● Aim of the exercise
Transcribe every line of the records verbatim.

● Record extracts
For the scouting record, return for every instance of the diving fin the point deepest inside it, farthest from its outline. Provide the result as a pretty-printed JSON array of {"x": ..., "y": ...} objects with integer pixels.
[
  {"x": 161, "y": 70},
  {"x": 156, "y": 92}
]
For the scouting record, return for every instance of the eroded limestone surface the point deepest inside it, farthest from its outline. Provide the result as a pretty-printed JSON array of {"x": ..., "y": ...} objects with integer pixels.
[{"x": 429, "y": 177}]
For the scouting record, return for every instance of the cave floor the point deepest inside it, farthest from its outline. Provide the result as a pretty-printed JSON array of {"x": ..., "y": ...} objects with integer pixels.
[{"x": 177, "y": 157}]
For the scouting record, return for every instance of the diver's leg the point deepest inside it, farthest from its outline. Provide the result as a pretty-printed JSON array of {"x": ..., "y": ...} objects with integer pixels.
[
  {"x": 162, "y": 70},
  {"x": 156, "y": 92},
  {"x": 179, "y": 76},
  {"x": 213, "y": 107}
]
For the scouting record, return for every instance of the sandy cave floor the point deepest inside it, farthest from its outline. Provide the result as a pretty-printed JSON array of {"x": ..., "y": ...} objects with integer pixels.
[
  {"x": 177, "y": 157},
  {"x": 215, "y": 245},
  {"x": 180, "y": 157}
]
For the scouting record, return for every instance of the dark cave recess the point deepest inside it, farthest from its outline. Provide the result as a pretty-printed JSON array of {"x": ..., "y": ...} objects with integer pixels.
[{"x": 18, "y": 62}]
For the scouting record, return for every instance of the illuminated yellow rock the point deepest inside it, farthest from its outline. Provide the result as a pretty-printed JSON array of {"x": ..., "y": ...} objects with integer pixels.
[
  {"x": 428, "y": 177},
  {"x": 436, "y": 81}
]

● Answer section
For the scouting record, return for every instance of the diving fin the point deepest inside it, farthest from its outline. Provide the result as a pretty-printed JSON array of {"x": ..., "y": ...} objects with integer pixels.
[
  {"x": 161, "y": 70},
  {"x": 156, "y": 92}
]
For the scouting record, return for every instance of the eroded limestone surface the point deepest inside it, farthest from its outline. Provide the result as a pretty-printed JSON array of {"x": ..., "y": ...} objects with integer pixels.
[{"x": 429, "y": 177}]
For the scouting record, return for every instance of the cave floor the point deepest inside it, farthest from its outline. Provide the result as a pretty-printed JSON array of {"x": ..., "y": ...} objects with integer pixels.
[{"x": 177, "y": 157}]
For the scouting record, return for every instance of the diver's leg the point deepest inside it, farthest from its outline. Provide the result as a pretty-printed JSON array of {"x": ..., "y": ...} objects with integer pixels.
[
  {"x": 162, "y": 70},
  {"x": 156, "y": 92},
  {"x": 179, "y": 76},
  {"x": 213, "y": 107}
]
For the scouting record, return for every instance of the sandy cave floor the point deepest inside it, farthest from its outline. Provide the result as a pretty-printed JSON array of {"x": ..., "y": ...} objects with integer pixels.
[
  {"x": 177, "y": 157},
  {"x": 215, "y": 245},
  {"x": 180, "y": 157}
]
For the scouting record, return for every instance of the dark cave recess the point deepest inside it, farthest from its outline. Provide the result as a pretty-printed JSON array of {"x": ..., "y": ...} objects with integer pixels.
[{"x": 18, "y": 62}]
For the scouting record, return for every instance of the illuminated yellow rock the point deepest inside it, farthest from its outline. Provide the result as a pretty-printed JSON array of {"x": ..., "y": ...} objects with integer pixels.
[
  {"x": 428, "y": 177},
  {"x": 436, "y": 81}
]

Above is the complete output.